▸ **EXERCISE INSTRUCTIONS**: Print the line that contains "Point to the corrugated" and every line that follows it in the data below, ending with the final line; include nothing else.
(RECORDS FOR THIS EXERCISE Opens)
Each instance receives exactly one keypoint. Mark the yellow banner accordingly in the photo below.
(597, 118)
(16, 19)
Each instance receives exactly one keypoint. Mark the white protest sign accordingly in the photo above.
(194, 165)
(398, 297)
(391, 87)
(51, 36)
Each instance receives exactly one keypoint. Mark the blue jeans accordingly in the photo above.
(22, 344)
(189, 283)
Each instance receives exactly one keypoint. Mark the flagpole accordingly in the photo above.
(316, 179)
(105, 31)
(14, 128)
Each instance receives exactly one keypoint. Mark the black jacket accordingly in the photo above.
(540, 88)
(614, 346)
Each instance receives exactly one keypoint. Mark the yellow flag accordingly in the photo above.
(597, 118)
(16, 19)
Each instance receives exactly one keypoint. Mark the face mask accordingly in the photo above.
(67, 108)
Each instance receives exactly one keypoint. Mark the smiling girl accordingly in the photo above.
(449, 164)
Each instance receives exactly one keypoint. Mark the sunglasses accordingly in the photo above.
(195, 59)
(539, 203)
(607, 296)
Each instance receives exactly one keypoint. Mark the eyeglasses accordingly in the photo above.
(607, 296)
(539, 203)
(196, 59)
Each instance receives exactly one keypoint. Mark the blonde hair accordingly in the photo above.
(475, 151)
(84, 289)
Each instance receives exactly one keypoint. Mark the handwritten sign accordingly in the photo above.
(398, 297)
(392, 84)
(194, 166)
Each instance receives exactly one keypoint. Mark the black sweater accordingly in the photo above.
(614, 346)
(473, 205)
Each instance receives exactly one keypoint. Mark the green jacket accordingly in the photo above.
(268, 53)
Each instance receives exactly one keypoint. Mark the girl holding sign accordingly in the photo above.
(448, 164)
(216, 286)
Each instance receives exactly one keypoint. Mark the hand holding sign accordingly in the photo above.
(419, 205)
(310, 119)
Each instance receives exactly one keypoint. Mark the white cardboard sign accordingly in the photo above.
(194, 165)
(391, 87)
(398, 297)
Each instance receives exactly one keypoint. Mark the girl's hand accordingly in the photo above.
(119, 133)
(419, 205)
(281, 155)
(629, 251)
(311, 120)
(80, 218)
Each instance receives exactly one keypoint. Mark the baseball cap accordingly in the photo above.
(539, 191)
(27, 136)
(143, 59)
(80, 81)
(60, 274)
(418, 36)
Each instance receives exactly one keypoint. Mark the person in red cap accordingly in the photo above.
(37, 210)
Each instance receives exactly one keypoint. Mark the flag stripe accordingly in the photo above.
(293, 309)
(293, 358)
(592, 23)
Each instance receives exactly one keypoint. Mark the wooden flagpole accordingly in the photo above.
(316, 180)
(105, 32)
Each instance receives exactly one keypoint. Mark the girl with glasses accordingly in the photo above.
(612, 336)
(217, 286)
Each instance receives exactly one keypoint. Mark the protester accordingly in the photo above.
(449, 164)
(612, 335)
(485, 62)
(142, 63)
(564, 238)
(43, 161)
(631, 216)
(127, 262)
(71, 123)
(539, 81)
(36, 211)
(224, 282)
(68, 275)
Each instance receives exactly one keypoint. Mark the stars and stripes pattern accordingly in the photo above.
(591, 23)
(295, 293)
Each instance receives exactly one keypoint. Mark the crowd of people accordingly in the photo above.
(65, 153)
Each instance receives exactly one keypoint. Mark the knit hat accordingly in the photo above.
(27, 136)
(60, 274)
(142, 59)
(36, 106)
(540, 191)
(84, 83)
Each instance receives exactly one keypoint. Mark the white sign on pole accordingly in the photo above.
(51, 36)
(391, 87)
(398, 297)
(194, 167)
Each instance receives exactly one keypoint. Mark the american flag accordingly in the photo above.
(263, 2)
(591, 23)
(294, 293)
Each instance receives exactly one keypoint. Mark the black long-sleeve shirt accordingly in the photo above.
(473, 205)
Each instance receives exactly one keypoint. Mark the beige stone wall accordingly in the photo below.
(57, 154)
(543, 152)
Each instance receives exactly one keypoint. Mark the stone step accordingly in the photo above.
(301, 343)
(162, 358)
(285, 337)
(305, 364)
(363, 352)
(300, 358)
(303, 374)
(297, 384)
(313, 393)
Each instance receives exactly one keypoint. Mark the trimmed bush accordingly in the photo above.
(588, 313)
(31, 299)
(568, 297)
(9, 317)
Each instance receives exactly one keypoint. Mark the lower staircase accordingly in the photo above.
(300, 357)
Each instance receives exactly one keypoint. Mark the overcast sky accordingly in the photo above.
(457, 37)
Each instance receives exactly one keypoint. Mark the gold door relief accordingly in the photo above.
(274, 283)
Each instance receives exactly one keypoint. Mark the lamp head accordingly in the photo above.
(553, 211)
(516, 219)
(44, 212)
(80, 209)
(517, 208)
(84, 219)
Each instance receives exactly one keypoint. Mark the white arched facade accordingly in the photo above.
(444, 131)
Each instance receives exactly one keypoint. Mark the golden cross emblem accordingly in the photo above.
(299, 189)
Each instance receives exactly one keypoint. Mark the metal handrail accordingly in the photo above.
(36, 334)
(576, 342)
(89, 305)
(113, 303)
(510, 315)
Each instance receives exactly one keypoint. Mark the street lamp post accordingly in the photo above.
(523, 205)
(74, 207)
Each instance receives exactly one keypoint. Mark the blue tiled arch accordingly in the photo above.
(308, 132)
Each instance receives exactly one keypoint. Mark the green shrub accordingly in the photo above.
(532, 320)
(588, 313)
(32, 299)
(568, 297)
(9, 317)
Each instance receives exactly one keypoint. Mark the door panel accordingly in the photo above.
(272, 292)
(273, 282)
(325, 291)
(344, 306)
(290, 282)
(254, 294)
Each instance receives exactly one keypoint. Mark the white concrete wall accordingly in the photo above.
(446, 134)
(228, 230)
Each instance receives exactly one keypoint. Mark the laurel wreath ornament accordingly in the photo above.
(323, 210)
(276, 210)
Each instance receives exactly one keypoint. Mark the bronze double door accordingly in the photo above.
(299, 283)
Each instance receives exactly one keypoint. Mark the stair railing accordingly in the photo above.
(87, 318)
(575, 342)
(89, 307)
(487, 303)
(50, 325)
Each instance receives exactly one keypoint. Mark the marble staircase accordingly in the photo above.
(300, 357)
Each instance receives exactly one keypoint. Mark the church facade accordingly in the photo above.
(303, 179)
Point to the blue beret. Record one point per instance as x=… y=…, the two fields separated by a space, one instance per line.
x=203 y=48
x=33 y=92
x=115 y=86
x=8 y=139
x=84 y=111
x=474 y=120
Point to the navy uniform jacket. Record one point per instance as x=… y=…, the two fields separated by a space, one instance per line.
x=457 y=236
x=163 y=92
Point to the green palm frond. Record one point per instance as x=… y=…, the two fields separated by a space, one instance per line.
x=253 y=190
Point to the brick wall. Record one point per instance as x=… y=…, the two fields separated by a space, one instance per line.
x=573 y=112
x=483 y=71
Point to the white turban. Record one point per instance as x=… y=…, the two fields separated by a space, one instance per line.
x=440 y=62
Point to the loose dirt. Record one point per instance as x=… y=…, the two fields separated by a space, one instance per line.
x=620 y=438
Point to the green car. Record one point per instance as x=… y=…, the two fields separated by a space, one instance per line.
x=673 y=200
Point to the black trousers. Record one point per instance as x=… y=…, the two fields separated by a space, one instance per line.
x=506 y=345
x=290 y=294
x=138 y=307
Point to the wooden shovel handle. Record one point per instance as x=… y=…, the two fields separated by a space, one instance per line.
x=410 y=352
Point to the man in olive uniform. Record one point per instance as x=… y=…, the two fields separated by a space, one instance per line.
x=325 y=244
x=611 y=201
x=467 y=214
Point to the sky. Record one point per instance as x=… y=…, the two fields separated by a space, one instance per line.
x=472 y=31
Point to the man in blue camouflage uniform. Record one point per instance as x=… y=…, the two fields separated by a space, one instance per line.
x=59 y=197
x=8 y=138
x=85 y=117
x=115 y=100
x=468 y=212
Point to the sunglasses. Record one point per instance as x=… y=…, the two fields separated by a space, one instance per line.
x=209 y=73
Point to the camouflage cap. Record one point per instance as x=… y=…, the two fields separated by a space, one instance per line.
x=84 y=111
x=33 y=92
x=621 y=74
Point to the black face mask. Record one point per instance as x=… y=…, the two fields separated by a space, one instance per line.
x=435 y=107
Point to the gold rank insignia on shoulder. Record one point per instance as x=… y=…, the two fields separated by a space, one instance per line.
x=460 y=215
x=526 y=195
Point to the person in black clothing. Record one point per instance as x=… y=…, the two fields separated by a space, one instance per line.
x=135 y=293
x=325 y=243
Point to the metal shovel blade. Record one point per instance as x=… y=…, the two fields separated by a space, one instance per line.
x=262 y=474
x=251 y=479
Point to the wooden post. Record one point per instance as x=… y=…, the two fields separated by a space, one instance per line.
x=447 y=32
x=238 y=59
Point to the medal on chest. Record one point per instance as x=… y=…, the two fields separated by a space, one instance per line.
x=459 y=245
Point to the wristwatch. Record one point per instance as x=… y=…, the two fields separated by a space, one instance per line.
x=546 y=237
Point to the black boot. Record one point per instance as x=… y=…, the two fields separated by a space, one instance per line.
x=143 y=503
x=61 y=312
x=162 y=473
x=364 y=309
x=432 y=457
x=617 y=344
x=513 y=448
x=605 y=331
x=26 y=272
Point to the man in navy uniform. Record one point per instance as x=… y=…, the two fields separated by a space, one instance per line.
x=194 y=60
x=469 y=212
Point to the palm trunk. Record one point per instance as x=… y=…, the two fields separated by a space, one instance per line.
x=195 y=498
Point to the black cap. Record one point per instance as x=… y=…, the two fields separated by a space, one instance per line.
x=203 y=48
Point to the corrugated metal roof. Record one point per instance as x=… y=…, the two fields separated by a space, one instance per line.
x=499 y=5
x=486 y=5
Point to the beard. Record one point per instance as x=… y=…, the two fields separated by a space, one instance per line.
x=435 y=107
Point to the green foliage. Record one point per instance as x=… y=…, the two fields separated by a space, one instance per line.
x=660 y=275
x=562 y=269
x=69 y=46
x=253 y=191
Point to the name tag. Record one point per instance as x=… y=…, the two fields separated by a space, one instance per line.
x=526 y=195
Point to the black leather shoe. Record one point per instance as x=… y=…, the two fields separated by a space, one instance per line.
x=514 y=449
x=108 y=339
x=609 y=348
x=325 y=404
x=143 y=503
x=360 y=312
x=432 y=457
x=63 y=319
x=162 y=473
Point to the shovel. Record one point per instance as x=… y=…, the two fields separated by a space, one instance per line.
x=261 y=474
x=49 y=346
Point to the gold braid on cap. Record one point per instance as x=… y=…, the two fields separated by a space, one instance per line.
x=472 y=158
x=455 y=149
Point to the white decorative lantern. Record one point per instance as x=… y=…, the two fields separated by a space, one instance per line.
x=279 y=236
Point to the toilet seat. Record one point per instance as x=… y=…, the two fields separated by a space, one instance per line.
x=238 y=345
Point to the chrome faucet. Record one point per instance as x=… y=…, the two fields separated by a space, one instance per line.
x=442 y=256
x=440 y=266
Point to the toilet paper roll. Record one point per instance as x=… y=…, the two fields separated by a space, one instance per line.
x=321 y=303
(RECORDS FOR THIS EXERCISE Closes)
▸ **OUTPUT OF THE TASK**:
Point to the corrugated metal roof. Record one point per instance as x=… y=…, the two fields separated by a space, one instance per line.
x=499 y=5
x=486 y=5
Point to the beard. Record one point per instance as x=… y=…, the two fields separated by a space, one instance per line.
x=435 y=107
Point to the green foliage. Record one point per instance as x=… y=…, the two fields separated by a space, one instance per line.
x=660 y=275
x=562 y=269
x=69 y=46
x=253 y=191
Point to the name tag. Record one point per instance as x=… y=…, the two fields separated by a space, one instance per line.
x=526 y=195
Point to the black leather shoe. Record one point per instance as x=… y=…, the two fields separated by a space, one instance per line.
x=514 y=449
x=108 y=339
x=609 y=348
x=325 y=404
x=143 y=503
x=360 y=312
x=432 y=457
x=63 y=319
x=162 y=473
Point to the shovel. Record one point per instance as x=… y=…, the two fields separated by a space, one instance per line.
x=261 y=474
x=49 y=346
Point to the gold braid on cap. Record one point per instance as x=… y=…, the two fields separated by a space, one instance per line.
x=472 y=158
x=455 y=149
Point to the white decorative lantern. Record one point per instance as x=… y=…, the two fields separated by a space, one instance per line.
x=279 y=236
Point to the toilet seat. Record one point per instance as x=… y=…, the two fields separated by a space, one instance per line.
x=238 y=345
Point to the chrome faucet. Record one point per instance as x=… y=…, the two fields separated by a space, one instance per line.
x=442 y=256
x=440 y=266
Point to the toilet paper roll. Record one point per instance as x=… y=…, the two fields separated by a space, one instance per line.
x=321 y=303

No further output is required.